I drive up and can see that I will have to cut across the front lawn because they ARE NOT GOING TO MOVE. I attempt and immediately get stuck as we have been having UNHOLY SPRING RAINS (which is actually normal but it’s that time of year, yo). I lose my shit.
I start yelling at them and swearing at them and I’m not even sure what I was saying but it was something like:
THERE ARE 18 MOTHER FUCKING PLACES TO PARK BUT YOU HAVE TO BLOCK ME OUT AND I LIVE HERE AND YOU WANT ME HERE COS MY DAD JUST FUCKING KILLED HIMSELF BUT YOU CAN MAKE UP YOUR FUCKING MINDS YOU RETARDED FUCKS SO WHY DON’T YOU JUST MAKE ME TEAR UP MY FUCKING LAWN AND GET MY CAR STUCK IN THE PROCESS. THANK GOD YOU’RE PROTECTING ME FROM PARKING ON MY OWN PROPERTY WHERE YOU WANT ME TO BE
Something like that. The young officer made the mistake of giving me the stink cop eye, which is like, ‘Wot you say, bitch? You know I’m the law?’
I know this look. I have a badge, too, you stupid child. You would piss yourself surrounded by 100 predators all screaming because they aren’t allowed to use the phones because they’re all broken.
I opened my car door rather than continuing to berate them via open window and started yelling with hand gestures. Cop Boss got out and started to offer me a correction. Drunk-arsed-Brother was there and said something like, ‘What are you doing, the grass will grow back.’ It was seeing the look of horror on his face which made me realize that I might just be taking a little internalized anger by projecting it on the cops. They were oblivious fucks, though.

= WHAT THIS EXERCISE ASKS =
1. Reproduce the passage from the account of the parking standoff with the police word for word, starting at "I start yelling" and ending at "they’re all broken.".
2. Carry the account of the parking standoff with the police forward, beginning right after its final sentence.
The material after this point comes from a separate source.

= DATA SECTION =
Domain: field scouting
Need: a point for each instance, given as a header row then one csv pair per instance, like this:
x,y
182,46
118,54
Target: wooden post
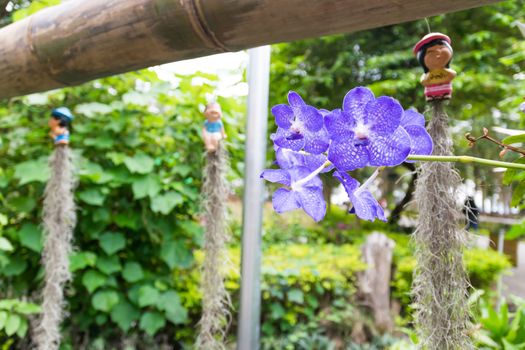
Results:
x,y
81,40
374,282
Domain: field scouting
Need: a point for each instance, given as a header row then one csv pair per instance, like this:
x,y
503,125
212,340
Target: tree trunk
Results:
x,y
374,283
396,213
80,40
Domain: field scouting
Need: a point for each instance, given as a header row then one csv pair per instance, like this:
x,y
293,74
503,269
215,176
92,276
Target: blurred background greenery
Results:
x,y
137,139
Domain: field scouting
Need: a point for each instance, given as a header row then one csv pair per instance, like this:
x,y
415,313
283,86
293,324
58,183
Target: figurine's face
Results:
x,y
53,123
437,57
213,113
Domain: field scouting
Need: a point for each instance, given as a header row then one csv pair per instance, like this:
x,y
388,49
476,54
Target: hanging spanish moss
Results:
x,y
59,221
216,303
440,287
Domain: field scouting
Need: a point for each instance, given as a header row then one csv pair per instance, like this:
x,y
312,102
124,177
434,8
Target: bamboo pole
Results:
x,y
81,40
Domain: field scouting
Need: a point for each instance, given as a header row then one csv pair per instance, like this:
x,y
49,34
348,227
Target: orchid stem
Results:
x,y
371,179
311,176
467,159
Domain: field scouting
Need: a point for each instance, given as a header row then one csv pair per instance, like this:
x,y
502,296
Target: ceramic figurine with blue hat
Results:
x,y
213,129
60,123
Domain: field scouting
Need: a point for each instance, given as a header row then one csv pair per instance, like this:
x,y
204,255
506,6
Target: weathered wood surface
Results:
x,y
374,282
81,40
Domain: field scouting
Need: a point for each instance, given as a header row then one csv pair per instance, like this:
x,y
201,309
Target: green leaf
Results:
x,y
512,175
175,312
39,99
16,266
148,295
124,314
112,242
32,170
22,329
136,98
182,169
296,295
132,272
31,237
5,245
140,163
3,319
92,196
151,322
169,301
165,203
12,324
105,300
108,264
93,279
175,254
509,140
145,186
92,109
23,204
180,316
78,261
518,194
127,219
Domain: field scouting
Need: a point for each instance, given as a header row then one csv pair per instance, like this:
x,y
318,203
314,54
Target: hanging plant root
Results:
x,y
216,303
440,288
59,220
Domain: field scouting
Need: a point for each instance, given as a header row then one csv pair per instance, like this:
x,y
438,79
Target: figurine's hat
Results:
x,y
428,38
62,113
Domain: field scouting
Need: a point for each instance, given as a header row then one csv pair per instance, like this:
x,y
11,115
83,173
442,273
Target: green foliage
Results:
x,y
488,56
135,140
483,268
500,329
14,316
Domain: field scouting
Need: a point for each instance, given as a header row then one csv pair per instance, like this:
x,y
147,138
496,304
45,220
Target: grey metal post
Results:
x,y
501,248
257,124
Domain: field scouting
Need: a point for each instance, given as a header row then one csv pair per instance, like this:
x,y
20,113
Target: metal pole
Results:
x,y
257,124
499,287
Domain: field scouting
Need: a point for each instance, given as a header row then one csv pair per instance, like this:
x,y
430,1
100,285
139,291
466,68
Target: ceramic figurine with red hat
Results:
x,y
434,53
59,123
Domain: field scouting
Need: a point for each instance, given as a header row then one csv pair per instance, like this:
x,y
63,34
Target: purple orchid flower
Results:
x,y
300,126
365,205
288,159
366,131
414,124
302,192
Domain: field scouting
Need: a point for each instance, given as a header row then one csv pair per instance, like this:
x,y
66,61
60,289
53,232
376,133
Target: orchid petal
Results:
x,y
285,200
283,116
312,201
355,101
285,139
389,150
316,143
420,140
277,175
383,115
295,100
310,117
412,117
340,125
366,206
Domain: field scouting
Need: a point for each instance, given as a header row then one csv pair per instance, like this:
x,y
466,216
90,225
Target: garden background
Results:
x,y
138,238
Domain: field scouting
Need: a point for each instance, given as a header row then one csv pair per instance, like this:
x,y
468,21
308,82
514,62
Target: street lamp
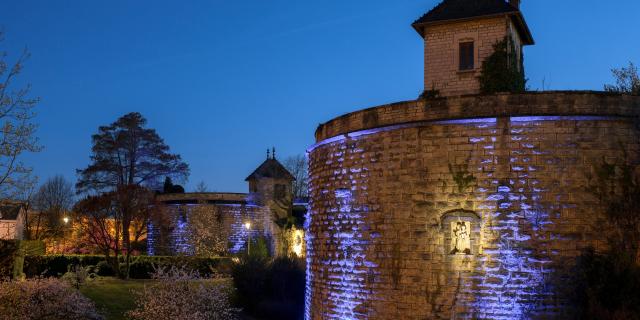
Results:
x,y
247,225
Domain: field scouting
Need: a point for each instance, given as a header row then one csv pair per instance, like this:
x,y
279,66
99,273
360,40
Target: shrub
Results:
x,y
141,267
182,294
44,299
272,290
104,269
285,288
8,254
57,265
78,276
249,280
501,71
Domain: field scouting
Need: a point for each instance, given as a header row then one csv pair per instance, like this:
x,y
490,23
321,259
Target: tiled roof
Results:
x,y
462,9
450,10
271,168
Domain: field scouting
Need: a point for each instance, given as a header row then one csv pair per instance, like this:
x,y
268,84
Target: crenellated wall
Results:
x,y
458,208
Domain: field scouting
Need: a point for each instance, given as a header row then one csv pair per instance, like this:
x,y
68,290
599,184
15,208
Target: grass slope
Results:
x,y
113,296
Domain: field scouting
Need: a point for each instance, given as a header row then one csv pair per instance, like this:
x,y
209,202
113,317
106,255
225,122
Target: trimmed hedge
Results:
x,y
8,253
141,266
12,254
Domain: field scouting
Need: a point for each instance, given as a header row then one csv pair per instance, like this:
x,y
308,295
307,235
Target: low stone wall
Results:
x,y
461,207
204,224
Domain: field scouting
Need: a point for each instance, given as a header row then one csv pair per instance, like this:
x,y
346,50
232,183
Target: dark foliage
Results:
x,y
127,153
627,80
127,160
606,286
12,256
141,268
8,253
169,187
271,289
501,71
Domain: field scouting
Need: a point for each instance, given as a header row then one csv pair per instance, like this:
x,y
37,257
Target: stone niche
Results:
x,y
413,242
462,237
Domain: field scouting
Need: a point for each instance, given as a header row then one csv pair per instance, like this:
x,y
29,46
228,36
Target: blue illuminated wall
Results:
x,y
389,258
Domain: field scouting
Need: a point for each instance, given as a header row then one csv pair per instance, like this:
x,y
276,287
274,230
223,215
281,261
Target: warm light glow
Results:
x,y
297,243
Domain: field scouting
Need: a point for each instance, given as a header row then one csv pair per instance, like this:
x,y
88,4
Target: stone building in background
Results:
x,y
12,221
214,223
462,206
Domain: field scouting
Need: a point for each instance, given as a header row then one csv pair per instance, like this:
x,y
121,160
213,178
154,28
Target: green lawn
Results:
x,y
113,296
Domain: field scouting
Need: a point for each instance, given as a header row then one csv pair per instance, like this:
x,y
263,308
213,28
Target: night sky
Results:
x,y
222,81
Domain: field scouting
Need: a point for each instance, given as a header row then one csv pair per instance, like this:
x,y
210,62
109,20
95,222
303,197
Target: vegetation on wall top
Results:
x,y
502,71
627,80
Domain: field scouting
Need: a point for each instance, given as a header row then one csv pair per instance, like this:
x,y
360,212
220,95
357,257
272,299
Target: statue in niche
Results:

= TASK ANSWERS =
1.
I start yelling at them and swearing at them and I’m not even sure what I was saying but it was something like:
THERE ARE 18 MOTHER FUCKING PLACES TO PARK BUT YOU HAVE TO BLOCK ME OUT AND I LIVE HERE AND YOU WANT ME HERE COS MY DAD JUST FUCKING KILLED HIMSELF BUT YOU CAN MAKE UP YOUR FUCKING MINDS YOU RETARDED FUCKS SO WHY DON’T YOU JUST MAKE ME TEAR UP MY FUCKING LAWN AND GET MY CAR STUCK IN THE PROCESS. THANK GOD YOU’RE PROTECTING ME FROM PARKING ON MY OWN PROPERTY WHERE YOU WANT ME TO BE
Something like that. The young officer made the mistake of giving me the stink cop eye, which is like, ‘Wot you say, bitch? You know I’m the law?’
I know this look. I have a badge, too, you stupid child. You would piss yourself surrounded by 100 predators all screaming because they aren’t allowed to use the phones because they’re all broken.

2.
I told Brother something like, ‘I’m just fine. I’m taking care of these. This guy needs to go RIGHT THERE where there’s an OBVIOUS parking spot and this guy needs to go THERE where there’s 4 obvious parking spots so I can park except now I can’t BECAUSE I’M STUCK ON THE FUCKING GRASS.
Big Cop changed his attitude and said, ‘We can push you out. No problem. Then, we’ll move and you can park.’
I think his greater age and experience might have informed him at some point that I was the failed caregiver and oh, yeah, I work with SCARY MEN and might not give a flying fuck about their uniforms and badges. WE ALL HAVE THEM FROM WHERE I JUST CAME.
Anyhoo. In retrospect, it’s funny that I lost my shit on a couple of cops. It can happen.
There will not be a funeral or wake a) due to COVID-19 and b) he did not want it but I will – when the weather is better – have a gathering at the ranch. And by weather, I mean after the COVID-19 thing settles down.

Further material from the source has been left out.